* TEXT EXTRACT *
Prepared by [Utkarsh Pratiush](https://github.com/utkarshp1161)




## 1. Install modules and start DigitalTwin microscope

In [None]:
#install
!pip install botorch==0.12.0
!pip install gpytorch==1.13
!pip install git+https://github.com/pycroscopy/DTMicroscope.git
!pip install h5py
!pip install sidpy
!pip install -q pyro5
!pip install -q scifireaders
!pip install -q pynsid
!pip install pytemlib

## start dtmic
!run_server_stem

## 2. eels data - credits : Austin Houston and Utkarsh Pratiush

- Sample : Ag-SiN - collected on March 6th 2025

In [None]:
!gdown https://drive.google.com/uc?id=1U7yTAe3Mub4tKnG6FQctyfoq2JKQ06S7 

import h5py
import sidpy
import numpy as np
from pathlib import Path
import random
from datetime import datetime
import Pyro5.api
import pickle
import matplotlib.pyplot as plt
import pyNSID
import SciFiReaders


## 3. Single Objective BO with DKL

### 3a. DKL model

In [None]:
import gpytorch
from botorch.posteriors.gpytorch import GPyTorchPosterior
from gpytorch.models import ApproximateGP
from gpytorch.variational import CholeskyVariationalDistribution, VariationalStrategy
import math
import torch.nn as nn
import numpy as np
from typing import Tuple, Optional, Dict, Union, List
import numpy as np
import torch

# Simple ConvNet for feature extraction
class ConvNetFeatureExtractor(nn.Module):
    def __init__(self, input_channels=1, output_dim=32):
        super(ConvNetFeatureExtractor, self).__init__()
        self.conv_layers = nn.Sequential(
            nn.Conv2d(input_channels, 16, kernel_size=3, stride=1, padding=1),
            nn.ReLU(),
            nn.MaxPool2d(kernel_size=2, stride=2),
            nn.Conv2d(16, 32, kernel_size=3, stride=1, padding=1),
            nn.ReLU(),
            nn.MaxPool2d(kernel_size=2, stride=2)
        )
        self.output_dim = output_dim
        self.fc = None  # Placeholder for the fully connected layer

    def forward(self, x):
        if len(x.shape) == 3: # TODO: hacky way to make sure botorch acquisition function works
            # flatten
            batch_size, channel, mn = x.shape[0], x.shape[1] , x.shape[2]
            d = math.sqrt(mn)      ## TODO: what if mn is not a perfect square?
            x = x.reshape(int(batch_size), int(channel), int(d), int(d))
        # Pass through the convolutional layers
        x = self.conv_layers(x)


        # If the fully connected layer is not defined yet, initialize it dynamically******************key
        if self.fc is None:
            flattened_size = x.view(x.size(0), -1).size(1)
            device = x.device# TODO: better way to handle device
            self.fc = nn.Linear(flattened_size, self.output_dim).to(device)  # Create fc layer on the correct device

        # Flatten for fully connected layer
        x = x.view(x.size(0), -1)
        x = self.fc(x)

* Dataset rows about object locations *
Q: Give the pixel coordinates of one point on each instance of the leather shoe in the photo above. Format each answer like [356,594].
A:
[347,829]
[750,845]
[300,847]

* CHALLENGES *
A) According to the microscope notebook, on what date was the Ag-SiN sample collected?
B) Translate this sentence from the microscope notebook into Spanish: "If the fully connected layer is not defined yet, initialize it dynamically."
C) Transcribe the part of the microscope notebook that begins at the words "# If the fully" and stops after the words "flattened_size = x.view(x.size(0), -1).size(1)".

* ANSWERS TO THE TASKS *
A) March 6th 2025

B) Si la capa totalmente conectada aún no está definida, inicialícela dinámicamente.

C)
# If the fully connected layer is not defined yet, initialize it dynamically******************key
        if self.fc is None:
            flattened_size = x.view(x.size(0), -1).size(1)